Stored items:
============================================================
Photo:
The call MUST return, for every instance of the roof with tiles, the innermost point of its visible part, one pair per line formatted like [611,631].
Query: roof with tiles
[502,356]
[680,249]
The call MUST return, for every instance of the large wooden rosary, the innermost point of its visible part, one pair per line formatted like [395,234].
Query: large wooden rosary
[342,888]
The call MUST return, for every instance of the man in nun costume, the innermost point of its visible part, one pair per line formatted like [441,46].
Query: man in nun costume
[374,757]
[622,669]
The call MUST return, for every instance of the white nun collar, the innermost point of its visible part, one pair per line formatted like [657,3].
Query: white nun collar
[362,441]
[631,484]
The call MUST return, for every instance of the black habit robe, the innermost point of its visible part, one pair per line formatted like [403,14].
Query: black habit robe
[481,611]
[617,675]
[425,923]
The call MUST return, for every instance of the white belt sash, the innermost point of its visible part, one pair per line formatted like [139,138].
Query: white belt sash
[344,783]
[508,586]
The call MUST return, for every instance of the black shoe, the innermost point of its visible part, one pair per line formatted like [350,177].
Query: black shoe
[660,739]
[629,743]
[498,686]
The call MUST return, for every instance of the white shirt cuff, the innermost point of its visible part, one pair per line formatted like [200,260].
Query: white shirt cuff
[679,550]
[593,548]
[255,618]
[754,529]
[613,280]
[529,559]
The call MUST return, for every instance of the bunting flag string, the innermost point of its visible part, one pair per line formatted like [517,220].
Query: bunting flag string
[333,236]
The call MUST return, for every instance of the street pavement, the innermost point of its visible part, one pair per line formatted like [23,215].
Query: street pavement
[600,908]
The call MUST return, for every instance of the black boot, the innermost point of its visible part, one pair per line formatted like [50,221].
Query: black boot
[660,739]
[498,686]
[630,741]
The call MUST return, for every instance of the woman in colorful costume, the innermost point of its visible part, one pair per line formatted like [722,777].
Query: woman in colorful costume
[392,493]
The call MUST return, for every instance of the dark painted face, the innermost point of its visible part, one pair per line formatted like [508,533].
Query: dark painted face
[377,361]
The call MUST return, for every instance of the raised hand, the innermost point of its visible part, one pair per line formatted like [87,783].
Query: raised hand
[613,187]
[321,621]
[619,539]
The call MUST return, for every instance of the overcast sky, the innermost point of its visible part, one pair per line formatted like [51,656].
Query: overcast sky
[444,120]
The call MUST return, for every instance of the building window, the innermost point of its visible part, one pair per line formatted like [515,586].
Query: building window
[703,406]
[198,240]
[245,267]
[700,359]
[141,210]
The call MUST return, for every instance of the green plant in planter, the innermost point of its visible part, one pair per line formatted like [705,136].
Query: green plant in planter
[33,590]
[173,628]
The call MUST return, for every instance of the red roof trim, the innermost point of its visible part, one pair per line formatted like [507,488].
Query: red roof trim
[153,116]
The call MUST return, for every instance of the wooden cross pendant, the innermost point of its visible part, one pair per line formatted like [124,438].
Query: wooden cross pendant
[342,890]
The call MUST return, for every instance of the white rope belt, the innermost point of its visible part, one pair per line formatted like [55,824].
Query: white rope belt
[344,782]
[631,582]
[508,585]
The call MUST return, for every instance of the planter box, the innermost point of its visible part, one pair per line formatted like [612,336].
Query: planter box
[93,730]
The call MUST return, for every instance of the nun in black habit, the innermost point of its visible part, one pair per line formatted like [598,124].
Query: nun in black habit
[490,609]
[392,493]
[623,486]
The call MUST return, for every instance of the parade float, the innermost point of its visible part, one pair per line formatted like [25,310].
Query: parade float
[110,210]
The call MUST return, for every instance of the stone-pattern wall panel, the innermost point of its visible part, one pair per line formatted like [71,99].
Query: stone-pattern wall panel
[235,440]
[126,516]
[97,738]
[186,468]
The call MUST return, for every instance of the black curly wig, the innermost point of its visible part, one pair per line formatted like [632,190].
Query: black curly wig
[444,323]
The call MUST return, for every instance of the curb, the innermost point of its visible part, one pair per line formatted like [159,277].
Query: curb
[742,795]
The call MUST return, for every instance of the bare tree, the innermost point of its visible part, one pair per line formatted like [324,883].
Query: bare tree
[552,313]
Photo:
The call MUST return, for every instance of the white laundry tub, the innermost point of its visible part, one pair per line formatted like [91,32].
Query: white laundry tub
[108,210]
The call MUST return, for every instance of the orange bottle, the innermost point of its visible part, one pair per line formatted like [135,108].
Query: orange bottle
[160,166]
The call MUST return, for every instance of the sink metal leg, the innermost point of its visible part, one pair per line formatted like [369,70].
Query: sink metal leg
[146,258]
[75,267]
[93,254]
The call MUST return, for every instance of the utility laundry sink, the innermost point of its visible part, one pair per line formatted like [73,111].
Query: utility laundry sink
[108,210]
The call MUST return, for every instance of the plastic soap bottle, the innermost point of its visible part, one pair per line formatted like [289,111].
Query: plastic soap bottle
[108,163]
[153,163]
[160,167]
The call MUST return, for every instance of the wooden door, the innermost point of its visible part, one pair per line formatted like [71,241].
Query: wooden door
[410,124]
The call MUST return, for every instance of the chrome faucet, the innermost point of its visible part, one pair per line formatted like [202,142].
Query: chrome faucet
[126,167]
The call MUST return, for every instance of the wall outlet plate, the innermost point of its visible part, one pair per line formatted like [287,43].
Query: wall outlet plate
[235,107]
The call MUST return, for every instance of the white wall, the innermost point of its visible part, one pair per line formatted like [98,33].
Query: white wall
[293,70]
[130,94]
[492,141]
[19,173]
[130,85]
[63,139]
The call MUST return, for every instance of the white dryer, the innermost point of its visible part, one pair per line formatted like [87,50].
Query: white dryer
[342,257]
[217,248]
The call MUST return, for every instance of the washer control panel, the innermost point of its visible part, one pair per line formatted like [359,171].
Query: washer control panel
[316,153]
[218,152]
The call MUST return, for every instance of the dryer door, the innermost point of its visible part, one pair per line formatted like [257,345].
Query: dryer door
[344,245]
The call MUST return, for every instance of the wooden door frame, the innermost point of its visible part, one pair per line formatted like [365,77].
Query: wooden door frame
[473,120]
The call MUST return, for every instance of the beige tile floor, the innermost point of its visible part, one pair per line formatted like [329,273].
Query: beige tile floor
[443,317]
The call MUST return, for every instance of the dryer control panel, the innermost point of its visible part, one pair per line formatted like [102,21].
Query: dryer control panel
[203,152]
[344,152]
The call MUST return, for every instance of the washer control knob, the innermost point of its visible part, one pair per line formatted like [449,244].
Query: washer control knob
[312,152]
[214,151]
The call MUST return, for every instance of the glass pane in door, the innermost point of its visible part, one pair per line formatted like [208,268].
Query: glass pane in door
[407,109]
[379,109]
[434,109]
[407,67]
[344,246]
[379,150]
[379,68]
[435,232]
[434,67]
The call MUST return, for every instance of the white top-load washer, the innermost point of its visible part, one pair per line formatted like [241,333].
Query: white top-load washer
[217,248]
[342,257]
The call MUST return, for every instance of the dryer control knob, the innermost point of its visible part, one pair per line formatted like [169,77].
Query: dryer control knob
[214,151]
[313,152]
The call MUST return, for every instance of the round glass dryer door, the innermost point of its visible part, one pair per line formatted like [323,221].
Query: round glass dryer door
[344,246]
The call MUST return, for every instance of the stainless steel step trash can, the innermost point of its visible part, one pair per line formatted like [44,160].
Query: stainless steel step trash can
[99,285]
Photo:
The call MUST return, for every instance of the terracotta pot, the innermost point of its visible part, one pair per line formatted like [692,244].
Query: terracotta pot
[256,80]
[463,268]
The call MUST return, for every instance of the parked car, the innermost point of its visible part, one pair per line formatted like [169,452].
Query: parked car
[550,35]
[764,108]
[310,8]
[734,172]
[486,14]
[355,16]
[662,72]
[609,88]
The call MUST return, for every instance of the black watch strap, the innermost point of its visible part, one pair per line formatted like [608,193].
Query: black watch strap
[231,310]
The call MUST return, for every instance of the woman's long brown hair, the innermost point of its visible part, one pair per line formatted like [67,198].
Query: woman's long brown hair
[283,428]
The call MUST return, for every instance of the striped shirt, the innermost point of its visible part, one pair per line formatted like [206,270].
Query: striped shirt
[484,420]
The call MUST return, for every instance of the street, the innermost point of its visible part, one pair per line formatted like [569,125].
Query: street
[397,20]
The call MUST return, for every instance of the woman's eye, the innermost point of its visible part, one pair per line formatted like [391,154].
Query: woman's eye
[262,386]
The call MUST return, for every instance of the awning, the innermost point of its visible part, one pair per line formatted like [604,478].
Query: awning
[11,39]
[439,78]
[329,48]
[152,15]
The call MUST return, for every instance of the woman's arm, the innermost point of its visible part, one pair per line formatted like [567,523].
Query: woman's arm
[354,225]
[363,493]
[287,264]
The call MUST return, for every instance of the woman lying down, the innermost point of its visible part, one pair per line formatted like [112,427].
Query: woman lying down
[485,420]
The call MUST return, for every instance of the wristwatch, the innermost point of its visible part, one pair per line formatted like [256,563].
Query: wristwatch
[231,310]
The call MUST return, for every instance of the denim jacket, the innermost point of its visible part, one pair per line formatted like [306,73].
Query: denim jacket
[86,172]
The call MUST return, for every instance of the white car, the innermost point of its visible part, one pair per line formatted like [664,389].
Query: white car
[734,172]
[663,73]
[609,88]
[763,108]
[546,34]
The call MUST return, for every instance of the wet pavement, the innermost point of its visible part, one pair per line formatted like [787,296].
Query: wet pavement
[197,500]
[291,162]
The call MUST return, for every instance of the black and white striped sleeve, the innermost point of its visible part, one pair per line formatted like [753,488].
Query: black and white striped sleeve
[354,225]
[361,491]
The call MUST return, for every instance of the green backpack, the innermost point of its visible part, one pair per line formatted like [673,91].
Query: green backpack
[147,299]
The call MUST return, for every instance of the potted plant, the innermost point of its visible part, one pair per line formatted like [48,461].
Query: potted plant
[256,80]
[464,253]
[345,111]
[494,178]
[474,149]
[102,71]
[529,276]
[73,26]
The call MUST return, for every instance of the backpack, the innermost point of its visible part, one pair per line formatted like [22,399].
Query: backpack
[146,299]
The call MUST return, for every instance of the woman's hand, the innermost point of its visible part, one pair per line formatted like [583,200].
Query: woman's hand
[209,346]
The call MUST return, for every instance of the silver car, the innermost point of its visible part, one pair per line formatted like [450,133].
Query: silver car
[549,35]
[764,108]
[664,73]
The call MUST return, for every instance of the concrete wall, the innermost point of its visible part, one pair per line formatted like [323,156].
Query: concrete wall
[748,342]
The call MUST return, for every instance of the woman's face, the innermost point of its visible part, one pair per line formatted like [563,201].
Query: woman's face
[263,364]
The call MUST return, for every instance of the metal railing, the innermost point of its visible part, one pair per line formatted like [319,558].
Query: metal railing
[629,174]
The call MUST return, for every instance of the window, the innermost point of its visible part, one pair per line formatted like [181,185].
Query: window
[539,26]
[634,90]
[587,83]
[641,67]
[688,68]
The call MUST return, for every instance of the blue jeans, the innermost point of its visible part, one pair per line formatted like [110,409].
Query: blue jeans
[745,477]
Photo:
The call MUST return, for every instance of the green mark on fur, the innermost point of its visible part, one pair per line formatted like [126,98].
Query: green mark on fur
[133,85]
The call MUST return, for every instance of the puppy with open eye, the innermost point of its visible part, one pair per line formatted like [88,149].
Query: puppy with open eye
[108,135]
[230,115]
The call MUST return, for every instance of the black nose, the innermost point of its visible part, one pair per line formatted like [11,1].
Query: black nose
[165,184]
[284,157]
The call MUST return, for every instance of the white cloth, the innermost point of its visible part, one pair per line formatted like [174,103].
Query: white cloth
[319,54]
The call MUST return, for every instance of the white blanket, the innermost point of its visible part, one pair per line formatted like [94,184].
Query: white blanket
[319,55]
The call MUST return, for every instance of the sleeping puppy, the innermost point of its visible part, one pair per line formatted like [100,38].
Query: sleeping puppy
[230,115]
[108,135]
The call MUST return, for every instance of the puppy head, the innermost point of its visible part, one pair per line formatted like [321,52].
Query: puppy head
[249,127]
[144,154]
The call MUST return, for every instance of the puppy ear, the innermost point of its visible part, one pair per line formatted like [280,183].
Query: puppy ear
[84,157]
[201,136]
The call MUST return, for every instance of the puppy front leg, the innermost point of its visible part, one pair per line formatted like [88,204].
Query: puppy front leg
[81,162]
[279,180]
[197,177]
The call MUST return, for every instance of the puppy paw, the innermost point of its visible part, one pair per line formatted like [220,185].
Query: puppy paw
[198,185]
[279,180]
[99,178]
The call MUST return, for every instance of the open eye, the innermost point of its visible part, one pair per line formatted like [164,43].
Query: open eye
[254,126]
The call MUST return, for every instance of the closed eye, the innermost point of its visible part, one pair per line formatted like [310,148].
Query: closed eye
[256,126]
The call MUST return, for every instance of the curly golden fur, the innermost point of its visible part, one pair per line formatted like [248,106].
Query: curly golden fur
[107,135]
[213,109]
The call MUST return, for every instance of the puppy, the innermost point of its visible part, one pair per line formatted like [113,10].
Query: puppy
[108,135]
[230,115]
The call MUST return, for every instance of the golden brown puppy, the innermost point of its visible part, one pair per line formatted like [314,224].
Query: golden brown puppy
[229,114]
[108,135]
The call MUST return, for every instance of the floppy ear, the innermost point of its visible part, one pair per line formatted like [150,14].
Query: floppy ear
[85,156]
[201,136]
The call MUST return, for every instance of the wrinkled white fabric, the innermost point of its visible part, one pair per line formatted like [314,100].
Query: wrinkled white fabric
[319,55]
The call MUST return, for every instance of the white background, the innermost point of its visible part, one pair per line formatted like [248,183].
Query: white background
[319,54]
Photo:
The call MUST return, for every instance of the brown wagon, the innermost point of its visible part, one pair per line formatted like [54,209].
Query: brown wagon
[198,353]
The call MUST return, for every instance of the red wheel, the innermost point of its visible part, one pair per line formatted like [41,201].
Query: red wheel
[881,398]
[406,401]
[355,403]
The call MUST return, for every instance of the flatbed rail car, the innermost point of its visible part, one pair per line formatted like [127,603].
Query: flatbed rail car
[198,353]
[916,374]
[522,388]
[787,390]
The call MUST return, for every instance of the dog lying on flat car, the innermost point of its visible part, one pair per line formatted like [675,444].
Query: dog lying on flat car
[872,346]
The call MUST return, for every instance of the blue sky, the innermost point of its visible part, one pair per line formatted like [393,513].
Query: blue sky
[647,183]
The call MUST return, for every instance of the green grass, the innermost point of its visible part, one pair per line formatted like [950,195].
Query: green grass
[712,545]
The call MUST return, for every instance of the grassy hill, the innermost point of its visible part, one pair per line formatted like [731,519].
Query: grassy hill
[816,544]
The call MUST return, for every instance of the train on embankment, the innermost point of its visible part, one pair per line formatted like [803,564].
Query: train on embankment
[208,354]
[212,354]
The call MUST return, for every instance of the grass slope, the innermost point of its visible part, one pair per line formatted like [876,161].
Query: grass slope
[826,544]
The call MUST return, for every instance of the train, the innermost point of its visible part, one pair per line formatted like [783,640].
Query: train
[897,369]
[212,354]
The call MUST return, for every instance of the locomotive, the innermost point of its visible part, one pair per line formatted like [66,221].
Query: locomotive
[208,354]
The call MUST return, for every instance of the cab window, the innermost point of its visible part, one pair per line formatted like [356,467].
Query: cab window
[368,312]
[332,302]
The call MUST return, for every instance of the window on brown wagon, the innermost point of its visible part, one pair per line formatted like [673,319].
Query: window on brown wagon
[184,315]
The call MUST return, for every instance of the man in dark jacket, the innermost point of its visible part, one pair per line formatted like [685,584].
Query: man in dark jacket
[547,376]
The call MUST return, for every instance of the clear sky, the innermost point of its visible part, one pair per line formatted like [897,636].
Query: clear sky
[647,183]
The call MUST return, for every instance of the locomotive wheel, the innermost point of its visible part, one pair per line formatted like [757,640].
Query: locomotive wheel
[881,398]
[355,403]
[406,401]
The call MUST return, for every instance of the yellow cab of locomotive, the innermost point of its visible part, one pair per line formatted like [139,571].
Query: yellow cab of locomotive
============================================================
» WHAT THE TASK ASKS
Output the lines from the line containing "The call MUST return, for every instance of the train on" to the end, both included; add nothing.

» FINAL ANSWER
The call MUST return, for every instance of the train on embankment, the innermost point of its visible part, one pair per line formatted like [803,564].
Query: train on embankment
[208,354]
[212,354]
The call MUST return, for every instance of the grass slope, the innermost point of its visible part, one pair per line formatted like [876,161].
Query: grass slope
[826,544]
The call MUST return, for every instance of the train, the innermost point of its visible part, one pair per line formatted like [783,640].
Query: train
[897,369]
[212,354]
The call MUST return, for every instance of the locomotive, the innermost point of its visible part, one pair per line formatted like [66,221].
Query: locomotive
[208,354]
The call MUST return, for every instance of the cab window, the innermost point of its visible part, one pair per line formatted like [356,467].
Query: cab window
[368,312]
[332,302]
The call MUST return, for every instance of the window on brown wagon, the innermost point of its visible part, one pair per line formatted like [673,319].
Query: window on brown wagon
[184,315]
The call MUST return, for every instance of the man in dark jacket, the innermost point of its visible part, one pair per line formatted like [685,584].
Query: man in dark jacket
[547,376]
The call MUST return, for every instance of the clear sky, the innermost point of its visible part, one pair per line formatted like [897,636].
Query: clear sky
[647,183]
The call MUST return, for every instance of the locomotive wheel, the innermost point of its visible part, one pair per line formatted like [757,640].
Query: locomotive wheel
[881,398]
[355,403]
[406,401]
The call MUST return, for every instance of the yellow cab of locomotive, the innermost point of its visible part, one pair per line formatted like [139,571].
Query: yellow cab of locomotive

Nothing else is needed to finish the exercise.